- **GIVEN EXERCISE**: Retype the whole listing below word for word, leaving out the pictures.

------------------------------------------------

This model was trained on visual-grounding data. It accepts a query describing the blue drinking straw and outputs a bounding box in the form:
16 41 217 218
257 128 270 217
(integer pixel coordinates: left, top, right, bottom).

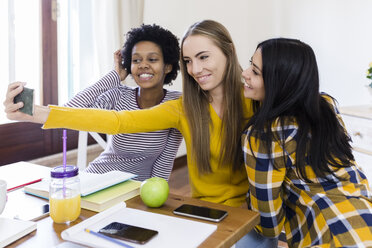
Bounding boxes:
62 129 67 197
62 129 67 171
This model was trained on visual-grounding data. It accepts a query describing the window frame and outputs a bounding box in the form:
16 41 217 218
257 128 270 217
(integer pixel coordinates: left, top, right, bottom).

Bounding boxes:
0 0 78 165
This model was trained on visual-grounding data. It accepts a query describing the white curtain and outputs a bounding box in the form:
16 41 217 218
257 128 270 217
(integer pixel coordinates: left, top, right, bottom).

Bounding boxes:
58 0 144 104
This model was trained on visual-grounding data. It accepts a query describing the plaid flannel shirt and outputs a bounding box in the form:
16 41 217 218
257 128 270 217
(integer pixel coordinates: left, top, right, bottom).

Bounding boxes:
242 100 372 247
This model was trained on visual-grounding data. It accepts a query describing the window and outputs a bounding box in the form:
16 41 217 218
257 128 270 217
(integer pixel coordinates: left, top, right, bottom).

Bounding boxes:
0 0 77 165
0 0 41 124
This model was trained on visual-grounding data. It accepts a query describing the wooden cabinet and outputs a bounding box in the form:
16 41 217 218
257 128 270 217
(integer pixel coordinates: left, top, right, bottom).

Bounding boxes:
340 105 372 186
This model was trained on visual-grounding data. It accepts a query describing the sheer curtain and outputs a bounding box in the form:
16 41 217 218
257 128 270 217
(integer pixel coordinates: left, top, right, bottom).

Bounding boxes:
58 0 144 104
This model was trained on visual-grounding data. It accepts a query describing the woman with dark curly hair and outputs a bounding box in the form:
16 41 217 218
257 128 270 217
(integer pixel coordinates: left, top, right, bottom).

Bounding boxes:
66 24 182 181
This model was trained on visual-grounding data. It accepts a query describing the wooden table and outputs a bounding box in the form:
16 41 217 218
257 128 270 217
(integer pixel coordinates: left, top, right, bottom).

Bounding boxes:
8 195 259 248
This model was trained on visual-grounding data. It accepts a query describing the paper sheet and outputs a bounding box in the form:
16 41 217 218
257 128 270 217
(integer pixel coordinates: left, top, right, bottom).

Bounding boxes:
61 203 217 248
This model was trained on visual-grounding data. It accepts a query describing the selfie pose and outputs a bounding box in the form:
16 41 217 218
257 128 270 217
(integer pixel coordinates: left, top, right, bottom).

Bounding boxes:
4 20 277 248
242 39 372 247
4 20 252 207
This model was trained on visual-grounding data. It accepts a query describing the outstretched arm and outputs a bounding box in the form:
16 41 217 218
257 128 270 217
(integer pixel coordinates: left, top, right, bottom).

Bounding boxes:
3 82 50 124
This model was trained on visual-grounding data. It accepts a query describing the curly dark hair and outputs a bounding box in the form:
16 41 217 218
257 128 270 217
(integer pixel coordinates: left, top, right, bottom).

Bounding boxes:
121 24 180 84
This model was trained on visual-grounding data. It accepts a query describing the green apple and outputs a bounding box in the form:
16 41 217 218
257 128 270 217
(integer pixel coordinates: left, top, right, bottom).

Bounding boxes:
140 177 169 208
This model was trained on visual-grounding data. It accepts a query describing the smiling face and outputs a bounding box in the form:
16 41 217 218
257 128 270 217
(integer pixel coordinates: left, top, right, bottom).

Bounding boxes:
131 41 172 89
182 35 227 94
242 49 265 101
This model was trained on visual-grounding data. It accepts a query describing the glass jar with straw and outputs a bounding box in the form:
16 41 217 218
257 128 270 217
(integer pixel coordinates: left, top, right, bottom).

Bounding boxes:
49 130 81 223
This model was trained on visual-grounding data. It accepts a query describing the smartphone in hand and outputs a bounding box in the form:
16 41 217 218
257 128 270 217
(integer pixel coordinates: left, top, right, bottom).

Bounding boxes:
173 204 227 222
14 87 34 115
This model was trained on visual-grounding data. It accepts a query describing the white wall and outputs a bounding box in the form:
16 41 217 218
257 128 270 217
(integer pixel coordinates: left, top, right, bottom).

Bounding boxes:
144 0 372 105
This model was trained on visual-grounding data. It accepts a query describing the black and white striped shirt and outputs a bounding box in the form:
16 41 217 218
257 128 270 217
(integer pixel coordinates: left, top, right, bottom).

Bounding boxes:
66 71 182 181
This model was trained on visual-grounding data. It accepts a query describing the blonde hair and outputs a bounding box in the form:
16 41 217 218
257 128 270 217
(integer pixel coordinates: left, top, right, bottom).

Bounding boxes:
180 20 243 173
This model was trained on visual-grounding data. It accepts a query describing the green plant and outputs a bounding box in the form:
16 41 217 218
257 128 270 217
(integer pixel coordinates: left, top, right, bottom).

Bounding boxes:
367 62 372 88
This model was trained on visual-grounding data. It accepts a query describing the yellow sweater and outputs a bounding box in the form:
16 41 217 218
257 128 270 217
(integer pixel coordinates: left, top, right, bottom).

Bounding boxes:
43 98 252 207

------------------------------------------------

- **EXPECTED OUTPUT**:
This model was trained on visual-grounding data. It accepts a query describing the blue drinking straw and outputs a bounding box in the form:
16 41 217 218
257 128 270 217
(integer pixel coordinates: left, top, right, bottom).

Bounding boxes:
62 129 67 197
62 129 67 171
This model was trained on visual-grounding data. It accepts a query describing the window frame and outputs a bounding box in the form:
16 41 217 218
257 128 270 217
(integer pixel coordinates: left, top, right, bottom).

Bounding boxes:
0 0 78 165
This model was trained on visual-grounding data. It accepts a query describing the white curtain and outputs a bounding box in the form:
16 41 217 218
257 128 270 217
(integer pixel coordinates: left, top, right, bottom).

Bounding boxes:
58 0 144 104
This model was trained on visual-grounding data. It accepts a query describing the plaid flannel shirt and outputs a bounding box in the form:
16 41 217 218
257 128 270 217
(integer pixel coordinates: left, top, right, bottom).

Bounding boxes:
242 100 372 247
This model was trained on visual-grounding data. It accepts a query describing the window and outputs a bounding box in the form:
16 41 217 218
257 128 270 217
(integer pixel coordinates: left, top, right, bottom).

Bounding boxes:
0 0 77 165
0 0 41 124
This model was trained on visual-grounding data. It accepts a query describing the wooden cabinet and outputs a bounding box in the form:
16 41 217 218
257 128 270 217
(integer pixel coordinates: left, top, right, bottom).

Bounding boxes:
340 105 372 186
This model was trained on visual-grounding data. It accepts a query describing the sheer curtain and outputs a bounding box in the form:
16 41 217 218
257 128 270 217
(integer pixel coordinates: left, top, right, bottom).

Bounding boxes:
58 0 144 104
This model was trained on visual-grounding data. It accepts a query describing the woman with dark curly hair and outputs a bounding box in the form:
16 41 217 218
257 128 270 217
(integer pixel coordinates: left, top, right, bottom).

Bounding boxes:
66 24 182 181
This model was trained on visual-grounding data. It accepts a query describing the wooden table and outputs a bounding box in the form:
16 41 217 218
257 128 270 217
(integer pixel coordinates: left, top, right, bottom).

Bounding boxes:
8 195 259 248
This model was trained on visual-grounding data. It accepts a query describing the paper sheet and outputs a bounding box in the form:
16 41 217 218
257 128 270 217
(integer pixel coordinates: left, top, right, bottom).

Bounding boxes:
61 203 217 248
This model was trained on visual-grounding data. It accepts a query describing the selfie pose and outputs a bounding box in the form:
16 41 217 218
257 128 270 217
(integer pixel coordinates: left, top, right, bottom).

Bounding boxes:
4 20 277 248
242 39 372 247
4 20 252 207
This model was trained on visual-grounding data. It accepts a query describing the outstretched arm and outputs a bounding box in the form:
16 41 217 218
257 128 270 217
(integer pixel coordinates: left, top, right, bottom).

Bounding boxes:
3 82 50 124
This model was trained on visual-grounding data. It accepts a query describing the curly dark hair and outputs a bounding box in the form:
16 41 217 218
257 128 270 217
(integer pixel coordinates: left, top, right, bottom).

Bounding boxes:
121 24 180 84
This model was trained on visual-grounding data. It accepts a query describing the green apple and outputs a bounding box in the form:
16 41 217 218
257 128 270 217
(integer pixel coordinates: left, top, right, bottom).

Bounding boxes:
140 177 169 208
This model was trained on visual-grounding data. It accepts a query describing the smiling face and outputs a bounding box in the form:
16 41 217 218
257 128 270 217
(integer pixel coordinates: left, top, right, bottom).

Bounding boxes:
131 41 172 89
182 35 227 94
242 49 265 101
This model was trained on visual-grounding data. It accepts a query describing the glass jar with straw and outputs a bounding box in the form:
16 41 217 218
257 128 270 217
(integer pixel coordinates: left, top, right, bottom).

Bounding boxes:
49 130 81 223
This model was trained on visual-grounding data. It accepts a query describing the smartphone in hand and outputs a bounding box in the form:
16 41 217 218
257 128 270 217
(integer pixel coordinates: left, top, right, bottom).

Bounding boxes:
173 204 227 222
14 87 34 115
This model was trained on visual-grounding data. It accepts a query describing the white wall and outputs a bounding box in the form:
16 41 217 218
257 128 270 217
(integer pixel coordinates: left, top, right, bottom).

Bounding boxes:
144 0 372 105
This model was trained on visual-grounding data. It accepts a query describing the black and white striped shirt and outputs a bounding box in the form:
16 41 217 218
257 128 270 217
(integer pixel coordinates: left, top, right, bottom).

Bounding boxes:
66 71 182 181
This model was trained on visual-grounding data. It accepts a query describing the blonde hair and outputs a bounding box in the form:
16 41 217 218
257 128 270 217
(integer pixel coordinates: left, top, right, bottom).

Bounding boxes:
180 20 243 173
This model was trained on visual-grounding data. It accepts a query describing the green plant and outputs a bounding box in the form:
16 41 217 218
257 128 270 217
(integer pixel coordinates: left, top, right, bottom).

Bounding boxes:
367 62 372 88
This model was trained on visual-grounding data. It accepts a query describing the yellow sweater and outputs a bounding box in the form:
16 41 217 218
257 128 270 217
(integer pixel coordinates: left, top, right, bottom).

Bounding boxes:
43 98 252 207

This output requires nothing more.